* **Problem**
Reproduce the passage of the refugee education article starting at "Providing an education" and ending at "for many refugees.".

WASHINGTON (CNS) — Refugees need education and jobs just as much as they need food and shelter, according to a new report by Catholic Relief Services and a Nov. 6 panel discussion about it at the National Press Club in Washington.
“School is a game changer for refugees” because it gives them a sense of normalcy, said Giulia McPherson, director of advocacy and operations for Jesuit Refugee Service, one of the panelists.
She said education is a top priority and noted that refugees are currently five times more likely to be out of school.
Providing an education for those who have fled their homelands is not just a way to help people find a path to success or college but to give an “opportunity for hope,” McPherson said, with the end goal of learning a trade to support their families.
She also said agencies that help refugees should provide teacher training, not just educational materials, and also should consider adapting the curriculum from the refugees’ countries of origin.
Learning employable skills and then being able to get a job is often easier said than done for many refugees.
Elias Bakhash, a Villanova University student and Syrian refugee working with Catholic Relief Services, can attest to this firsthand. He fled Syria and lived in Jordan, Turkey and briefly in Dubai, before coming to the United States, but was unable to find work or get a job for which he was qualified in part because, he said, people think “refugees are here to take our jobs.”
Enabling refugees to get work permits would be one solution, said Bakhash, one of the panelists at the CRS event. He also said he was “not sure how to address the tension between host countries and refugees” and added: “It’s very complex.”
Some of the complexities are outlined in the CRS report: “Little by Little: Exploring the Impact of Social Acceptance on Refugee Integration Into Host Communities.” It looks at the social integration of refugees in Ecuador, Jordan and India.
The report notes the sheer number of people in exile — 22.5 million — and says the capacity of countries to cope with these numbers requires serious conversation about how to best meet short- and long-term needs.

Dataset records:
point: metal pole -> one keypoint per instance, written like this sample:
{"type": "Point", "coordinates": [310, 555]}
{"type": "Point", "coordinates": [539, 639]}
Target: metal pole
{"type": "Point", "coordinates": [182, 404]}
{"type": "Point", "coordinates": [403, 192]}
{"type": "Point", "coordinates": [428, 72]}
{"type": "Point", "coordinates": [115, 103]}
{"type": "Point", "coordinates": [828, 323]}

* **Result of the exercise**
Providing an education for those who have fled their homelands is not just a way to help people find a path to success or college but to give an “opportunity for hope,” McPherson said, with the end goal of learning a trade to support their families.
She also said agencies that help refugees should provide teacher training, not just educational materials, and also should consider adapting the curriculum from the refugees’ countries of origin.
Learning employable skills and then being able to get a job is often easier said than done for many refugees.